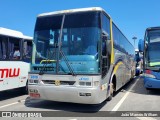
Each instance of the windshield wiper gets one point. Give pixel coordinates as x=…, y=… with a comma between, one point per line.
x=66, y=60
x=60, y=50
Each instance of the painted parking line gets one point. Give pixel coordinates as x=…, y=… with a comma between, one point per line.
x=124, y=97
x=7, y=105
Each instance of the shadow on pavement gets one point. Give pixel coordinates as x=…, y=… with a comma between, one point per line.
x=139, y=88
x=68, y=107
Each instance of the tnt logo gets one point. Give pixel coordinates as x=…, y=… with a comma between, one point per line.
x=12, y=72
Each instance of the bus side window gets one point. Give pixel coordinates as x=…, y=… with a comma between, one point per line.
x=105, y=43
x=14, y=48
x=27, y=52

...

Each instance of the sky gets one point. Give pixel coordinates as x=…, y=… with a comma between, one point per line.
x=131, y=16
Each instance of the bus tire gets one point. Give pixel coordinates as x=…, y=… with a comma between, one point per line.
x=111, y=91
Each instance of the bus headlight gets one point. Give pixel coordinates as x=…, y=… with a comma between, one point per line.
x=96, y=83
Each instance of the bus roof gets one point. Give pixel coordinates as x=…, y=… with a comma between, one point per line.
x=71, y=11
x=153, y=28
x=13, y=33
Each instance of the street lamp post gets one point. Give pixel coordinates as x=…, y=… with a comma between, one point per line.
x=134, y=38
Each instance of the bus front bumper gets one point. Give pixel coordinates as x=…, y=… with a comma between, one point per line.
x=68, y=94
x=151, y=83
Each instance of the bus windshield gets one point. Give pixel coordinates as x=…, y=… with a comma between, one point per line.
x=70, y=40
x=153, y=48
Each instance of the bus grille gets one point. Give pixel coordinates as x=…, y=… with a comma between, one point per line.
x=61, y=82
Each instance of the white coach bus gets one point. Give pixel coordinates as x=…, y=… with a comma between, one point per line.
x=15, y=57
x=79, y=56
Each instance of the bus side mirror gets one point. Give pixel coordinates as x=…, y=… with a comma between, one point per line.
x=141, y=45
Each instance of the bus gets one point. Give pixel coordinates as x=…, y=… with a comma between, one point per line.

TASK REQUIREMENTS: Copy out the rows starting with the line that contains "Each instance of the bus grille" and going on through the line that contains "Each instance of the bus gets", both of those lines included.

COMPLETE OUTPUT:
Each instance of the bus grille gets one point. Give pixel coordinates as x=…, y=… with a comma between, one point per line.
x=61, y=82
Each instance of the white coach bus gets one point. Give pixel coordinates as x=…, y=… with a comma between, one point per line.
x=15, y=57
x=79, y=56
Each instance of the bus side mirror gets one point. Give pixel coordinates as x=…, y=… with a comma between, one point per line.
x=141, y=45
Each instance of the bus gets one point. Give pixel coordinates as x=…, y=… with a comma between, one point per line.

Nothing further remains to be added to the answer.